## BEGIN PASSAGE

Download data from the internet
You can use Azure Databricks notebooks to download data from public URLs. Azure Databricks does not provide any native tools for downloading data from the internet, but you can use open source tools in supported languages. If you are accessing data from cloud object storage, accessing data directly with Apache Spark provides better results. See Connect to data sources.
Azure Databricks clusters provide general compute, allowing you to run arbitrary code in addition to Apache Spark commands. Arbitrary commands store results on ephermal storage attached to the driver by default. You must move downloaded data to a new location before reading it with Apache Spark, as Apache Spark cannot read from ephemeral storage. See Work with files on Azure Databricks.
Databricks recommends using Unity Catalog volumes for storing all non-tabular data. You can optionally specify a volume as your destination during download, or move data to a volume after download. Volumes do not support random writes, so download files and unzip them to ephemeral storage before moving them to volumes. See Expand and read Zip compressed files.
Note
Some workspace configurations might prevent access to the public internet. Consult your workspace administrator if you need expanded network access.
Download a file to a volume
Databricks recommends storing all non-tabular data in Unity Catalog volumes.
The following examples use packages for Bash, Python, and Scala to download a file to a Unity Catalog volume:
Bash
%sh curl https://data.cityofnewyork.us/api/views/kk4q-3rt2/rows.csv --output /Volumes/my_catalog/my_schema/my_volume/curl-subway.csv
Python
import urllib
urllib.request.urlretrieve("https://data.cityofnewyork.us/api/views/kk4q-3rt2/rows.csv", "/Volumes/my_catalog/my_schema/my_volume/python-subway.csv")

## END PASSAGE
## BEGIN SOURCE MATERIAL

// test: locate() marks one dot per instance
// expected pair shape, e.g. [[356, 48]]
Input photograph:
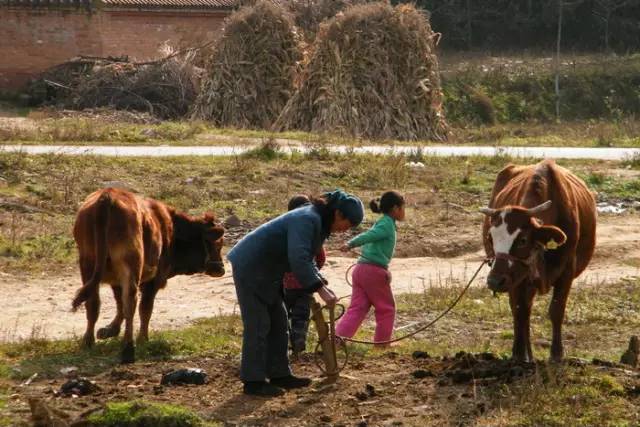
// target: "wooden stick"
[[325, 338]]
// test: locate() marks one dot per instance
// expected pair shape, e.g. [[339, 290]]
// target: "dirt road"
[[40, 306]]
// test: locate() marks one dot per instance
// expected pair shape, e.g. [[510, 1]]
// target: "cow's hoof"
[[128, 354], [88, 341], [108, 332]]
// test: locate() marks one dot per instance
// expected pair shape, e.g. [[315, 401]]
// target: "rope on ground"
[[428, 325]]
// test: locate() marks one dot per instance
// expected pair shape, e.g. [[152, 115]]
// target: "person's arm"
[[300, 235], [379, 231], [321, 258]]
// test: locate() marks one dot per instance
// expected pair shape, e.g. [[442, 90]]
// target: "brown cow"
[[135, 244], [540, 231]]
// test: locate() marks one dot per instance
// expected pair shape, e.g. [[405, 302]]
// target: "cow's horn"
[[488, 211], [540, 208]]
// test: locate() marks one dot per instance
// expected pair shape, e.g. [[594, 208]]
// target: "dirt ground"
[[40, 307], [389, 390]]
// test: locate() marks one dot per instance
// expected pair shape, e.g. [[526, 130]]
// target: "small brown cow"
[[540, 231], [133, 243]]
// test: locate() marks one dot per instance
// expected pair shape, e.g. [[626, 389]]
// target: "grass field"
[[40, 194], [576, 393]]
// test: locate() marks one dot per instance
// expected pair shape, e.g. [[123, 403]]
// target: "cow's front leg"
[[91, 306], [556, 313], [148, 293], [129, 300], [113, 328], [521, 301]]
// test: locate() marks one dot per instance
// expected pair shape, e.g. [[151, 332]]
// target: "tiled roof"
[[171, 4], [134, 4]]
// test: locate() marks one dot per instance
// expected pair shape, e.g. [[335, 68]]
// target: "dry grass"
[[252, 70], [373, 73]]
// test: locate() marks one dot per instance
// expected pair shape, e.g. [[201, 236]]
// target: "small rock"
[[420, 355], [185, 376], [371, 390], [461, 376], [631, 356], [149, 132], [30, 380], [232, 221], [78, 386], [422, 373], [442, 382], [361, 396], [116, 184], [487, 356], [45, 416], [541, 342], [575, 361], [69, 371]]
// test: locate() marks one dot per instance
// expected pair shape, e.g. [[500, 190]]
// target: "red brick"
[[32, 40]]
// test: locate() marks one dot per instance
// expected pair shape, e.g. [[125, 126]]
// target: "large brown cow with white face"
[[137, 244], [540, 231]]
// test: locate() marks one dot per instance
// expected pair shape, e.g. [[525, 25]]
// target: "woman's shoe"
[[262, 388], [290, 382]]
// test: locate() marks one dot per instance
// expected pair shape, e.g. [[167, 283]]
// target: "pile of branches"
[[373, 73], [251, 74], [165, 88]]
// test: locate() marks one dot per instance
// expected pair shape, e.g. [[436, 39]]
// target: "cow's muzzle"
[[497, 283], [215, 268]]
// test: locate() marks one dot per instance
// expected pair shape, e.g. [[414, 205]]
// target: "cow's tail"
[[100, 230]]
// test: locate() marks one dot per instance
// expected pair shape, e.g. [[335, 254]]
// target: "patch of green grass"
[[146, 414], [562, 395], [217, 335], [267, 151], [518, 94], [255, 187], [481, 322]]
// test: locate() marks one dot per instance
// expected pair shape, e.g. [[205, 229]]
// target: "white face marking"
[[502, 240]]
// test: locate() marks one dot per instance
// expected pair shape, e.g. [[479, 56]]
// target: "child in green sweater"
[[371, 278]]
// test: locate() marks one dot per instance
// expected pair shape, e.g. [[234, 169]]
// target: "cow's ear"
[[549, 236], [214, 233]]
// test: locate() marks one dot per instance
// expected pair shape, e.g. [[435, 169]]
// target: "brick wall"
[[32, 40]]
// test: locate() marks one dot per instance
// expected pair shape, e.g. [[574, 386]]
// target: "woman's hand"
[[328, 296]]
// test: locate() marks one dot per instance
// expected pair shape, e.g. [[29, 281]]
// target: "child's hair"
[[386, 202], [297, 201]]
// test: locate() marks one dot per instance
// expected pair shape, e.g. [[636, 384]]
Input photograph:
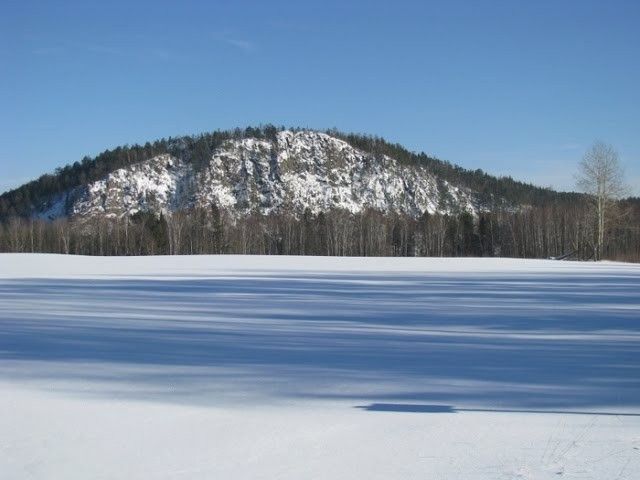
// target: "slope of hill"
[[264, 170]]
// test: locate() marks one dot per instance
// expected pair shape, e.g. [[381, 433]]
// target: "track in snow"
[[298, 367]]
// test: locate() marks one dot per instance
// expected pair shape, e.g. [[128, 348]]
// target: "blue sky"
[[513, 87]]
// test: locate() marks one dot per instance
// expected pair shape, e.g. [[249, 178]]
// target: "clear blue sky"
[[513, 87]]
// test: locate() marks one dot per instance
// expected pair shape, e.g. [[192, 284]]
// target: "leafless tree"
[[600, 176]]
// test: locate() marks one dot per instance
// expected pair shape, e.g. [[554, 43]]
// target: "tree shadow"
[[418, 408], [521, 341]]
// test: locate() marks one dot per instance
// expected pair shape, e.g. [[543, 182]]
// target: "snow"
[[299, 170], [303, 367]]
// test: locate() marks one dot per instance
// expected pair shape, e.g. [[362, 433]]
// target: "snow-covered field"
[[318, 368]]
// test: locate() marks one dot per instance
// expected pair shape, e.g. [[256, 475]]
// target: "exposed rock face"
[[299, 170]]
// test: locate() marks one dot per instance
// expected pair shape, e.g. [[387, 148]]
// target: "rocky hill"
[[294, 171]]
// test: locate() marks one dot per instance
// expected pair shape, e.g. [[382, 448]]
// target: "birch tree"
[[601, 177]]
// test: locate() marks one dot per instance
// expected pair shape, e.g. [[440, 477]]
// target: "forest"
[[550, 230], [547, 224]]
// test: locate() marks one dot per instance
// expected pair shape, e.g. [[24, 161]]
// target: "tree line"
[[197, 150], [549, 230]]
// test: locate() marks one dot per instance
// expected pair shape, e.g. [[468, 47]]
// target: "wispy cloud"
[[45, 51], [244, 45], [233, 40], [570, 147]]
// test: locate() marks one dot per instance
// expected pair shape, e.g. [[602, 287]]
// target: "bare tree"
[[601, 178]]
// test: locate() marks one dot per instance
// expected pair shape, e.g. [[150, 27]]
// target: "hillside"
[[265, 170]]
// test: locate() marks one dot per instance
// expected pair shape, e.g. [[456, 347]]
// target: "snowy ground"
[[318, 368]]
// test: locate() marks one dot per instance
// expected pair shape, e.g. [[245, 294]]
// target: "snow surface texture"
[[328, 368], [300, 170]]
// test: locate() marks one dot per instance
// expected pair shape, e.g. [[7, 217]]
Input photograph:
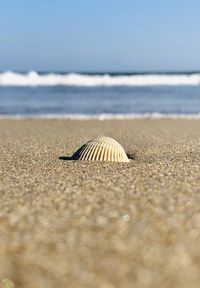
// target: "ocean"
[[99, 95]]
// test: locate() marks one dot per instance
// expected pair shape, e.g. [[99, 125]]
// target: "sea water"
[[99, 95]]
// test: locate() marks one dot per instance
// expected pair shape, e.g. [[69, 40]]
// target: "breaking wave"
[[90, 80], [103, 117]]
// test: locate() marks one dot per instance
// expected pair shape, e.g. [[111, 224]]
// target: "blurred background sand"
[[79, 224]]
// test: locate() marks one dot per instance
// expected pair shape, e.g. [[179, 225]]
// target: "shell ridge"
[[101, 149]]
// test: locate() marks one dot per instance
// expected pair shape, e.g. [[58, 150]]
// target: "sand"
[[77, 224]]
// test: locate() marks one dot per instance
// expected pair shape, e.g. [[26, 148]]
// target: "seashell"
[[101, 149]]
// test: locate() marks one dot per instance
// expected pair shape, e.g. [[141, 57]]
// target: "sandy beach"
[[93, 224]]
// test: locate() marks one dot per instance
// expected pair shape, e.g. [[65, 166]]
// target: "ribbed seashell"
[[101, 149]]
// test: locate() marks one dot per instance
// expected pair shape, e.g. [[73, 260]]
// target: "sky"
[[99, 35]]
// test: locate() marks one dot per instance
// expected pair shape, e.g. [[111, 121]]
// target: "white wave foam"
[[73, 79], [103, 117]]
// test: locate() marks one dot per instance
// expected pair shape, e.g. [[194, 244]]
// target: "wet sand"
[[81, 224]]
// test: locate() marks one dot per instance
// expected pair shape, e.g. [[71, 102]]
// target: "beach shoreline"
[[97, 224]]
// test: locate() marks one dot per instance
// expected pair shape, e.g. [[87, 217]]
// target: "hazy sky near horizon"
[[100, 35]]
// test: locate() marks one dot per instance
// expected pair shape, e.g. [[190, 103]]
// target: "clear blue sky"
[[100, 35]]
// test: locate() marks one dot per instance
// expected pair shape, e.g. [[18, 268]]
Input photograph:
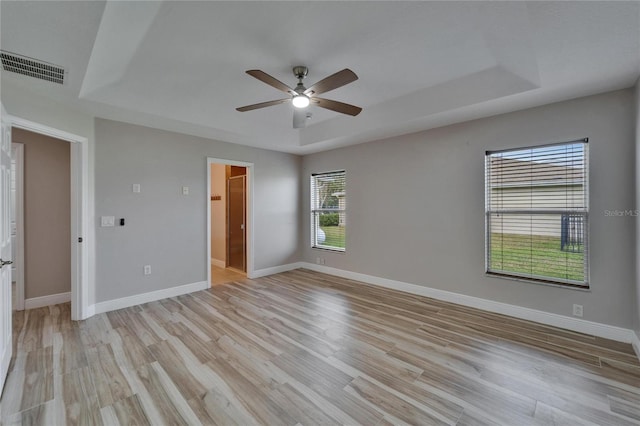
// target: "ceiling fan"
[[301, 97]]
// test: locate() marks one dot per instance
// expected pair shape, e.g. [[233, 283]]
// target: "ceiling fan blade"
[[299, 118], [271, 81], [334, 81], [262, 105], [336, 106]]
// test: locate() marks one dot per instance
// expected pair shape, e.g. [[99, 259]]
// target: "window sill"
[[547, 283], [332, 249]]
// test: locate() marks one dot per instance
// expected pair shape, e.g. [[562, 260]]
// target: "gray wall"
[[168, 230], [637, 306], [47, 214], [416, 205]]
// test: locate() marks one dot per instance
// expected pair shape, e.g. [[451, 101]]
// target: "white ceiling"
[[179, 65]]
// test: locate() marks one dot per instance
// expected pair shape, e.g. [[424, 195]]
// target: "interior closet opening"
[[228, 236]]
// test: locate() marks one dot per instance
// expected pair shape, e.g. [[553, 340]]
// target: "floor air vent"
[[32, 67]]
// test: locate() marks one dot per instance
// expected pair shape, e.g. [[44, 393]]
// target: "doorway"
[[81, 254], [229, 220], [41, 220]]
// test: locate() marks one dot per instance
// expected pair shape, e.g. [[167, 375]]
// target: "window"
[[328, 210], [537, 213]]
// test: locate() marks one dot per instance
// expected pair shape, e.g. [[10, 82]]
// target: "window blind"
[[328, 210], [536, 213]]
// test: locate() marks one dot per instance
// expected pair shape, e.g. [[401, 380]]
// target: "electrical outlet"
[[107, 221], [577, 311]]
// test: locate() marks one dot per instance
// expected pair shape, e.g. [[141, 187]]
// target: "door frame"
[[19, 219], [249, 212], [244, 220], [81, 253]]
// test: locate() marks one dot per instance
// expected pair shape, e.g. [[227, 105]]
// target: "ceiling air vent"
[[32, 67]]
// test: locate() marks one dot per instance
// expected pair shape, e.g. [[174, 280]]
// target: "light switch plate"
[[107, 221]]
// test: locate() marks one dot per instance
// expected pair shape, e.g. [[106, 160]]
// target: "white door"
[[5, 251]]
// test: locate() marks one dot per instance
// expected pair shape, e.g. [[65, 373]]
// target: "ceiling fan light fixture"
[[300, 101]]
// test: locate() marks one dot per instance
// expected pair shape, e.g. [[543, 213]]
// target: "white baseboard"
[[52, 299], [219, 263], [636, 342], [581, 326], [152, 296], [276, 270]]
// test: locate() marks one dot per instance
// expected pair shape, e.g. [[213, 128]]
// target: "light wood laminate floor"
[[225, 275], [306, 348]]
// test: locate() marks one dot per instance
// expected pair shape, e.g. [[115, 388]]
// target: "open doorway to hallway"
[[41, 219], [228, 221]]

## END SOURCE MATERIAL

**REQUIREMENT 1:** Give the title of every page that the Databricks download guide points readers to with "See".
**REQUIREMENT 2:** Transcribe the rows from their first line through the line containing "[[135, 244], [540, 231]]", leaving out the pictures.
The Databricks download guide and the rows are separate, unrelated material.

**WRITTEN ANSWER 1:**
Connect to data sources
Work with files on Azure Databricks
Expand and read Zip compressed files

**WRITTEN ANSWER 2:**
// test: locate() marks one dot per instance
// expected pair shape, e.g. [[356, 48]]
Input photograph:
// target: "wooden stick"
[[325, 338]]
// test: locate() marks one dot per instance
// expected pair shape, e.g. [[339, 290]]
// target: "dirt road"
[[40, 306]]
// test: locate() marks one dot per instance
// expected pair shape, e.g. [[510, 1]]
// target: "cow's hoof"
[[128, 354], [88, 341], [108, 332]]
// test: locate() marks one dot per instance
// expected pair shape, e.g. [[315, 401]]
// target: "rope on ground"
[[428, 325]]
// test: locate() marks one dot per instance
// expected pair shape, e.g. [[152, 115]]
// target: "person's arm"
[[300, 235], [379, 231], [321, 258]]
// test: locate() marks one dot per instance
// expected pair shape, e.g. [[442, 90]]
// target: "brown cow"
[[135, 244], [540, 231]]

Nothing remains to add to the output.